Count the lines in the listing below that contain the word "baseball". Reply with the number alone.
===== Information given
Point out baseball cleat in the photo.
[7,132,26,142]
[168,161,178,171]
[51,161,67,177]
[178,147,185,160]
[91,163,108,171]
==========
_Solution to this problem_: 1